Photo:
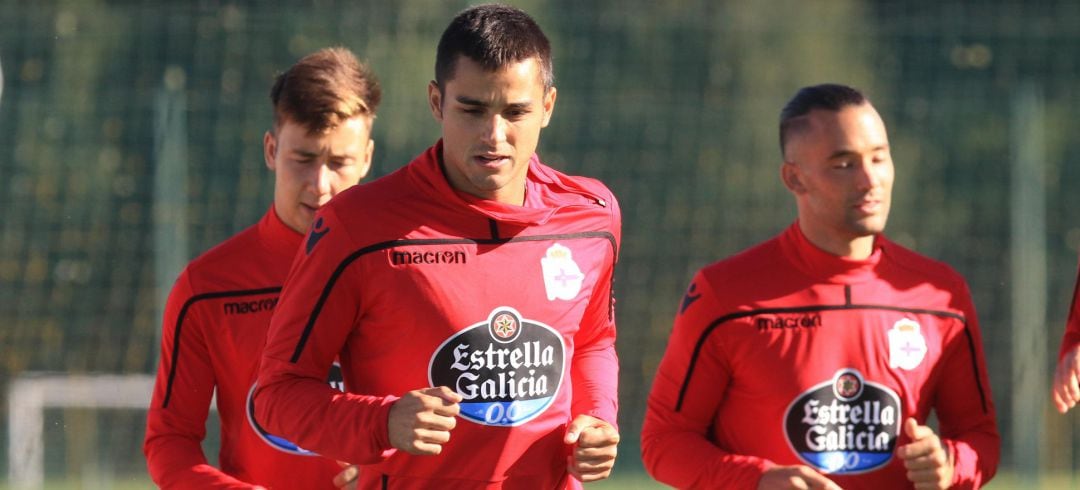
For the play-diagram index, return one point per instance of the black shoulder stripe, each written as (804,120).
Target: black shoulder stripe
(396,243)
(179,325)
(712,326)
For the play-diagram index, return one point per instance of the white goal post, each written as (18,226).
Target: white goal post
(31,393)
▬▬▬▬▬▬
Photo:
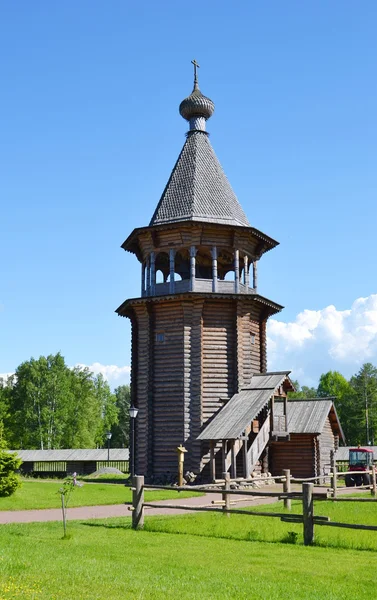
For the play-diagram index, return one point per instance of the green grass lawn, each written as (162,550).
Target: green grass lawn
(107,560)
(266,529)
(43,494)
▬▬▬▬▬▬
▶ **INSTRUCTIONS TO FOLLOW**:
From the records above, copy out every line that contains the string "play".

▶ **THE RESULT**:
For the play-diagram index, return one point per instance of the black shoulder stripe, each written as (804,120).
For the play-diagram index, return one point per instance of the white goal post, each written as (18,226).
For the play-diagram index, return one point per instance of the green grass lawn, each written as (162,550).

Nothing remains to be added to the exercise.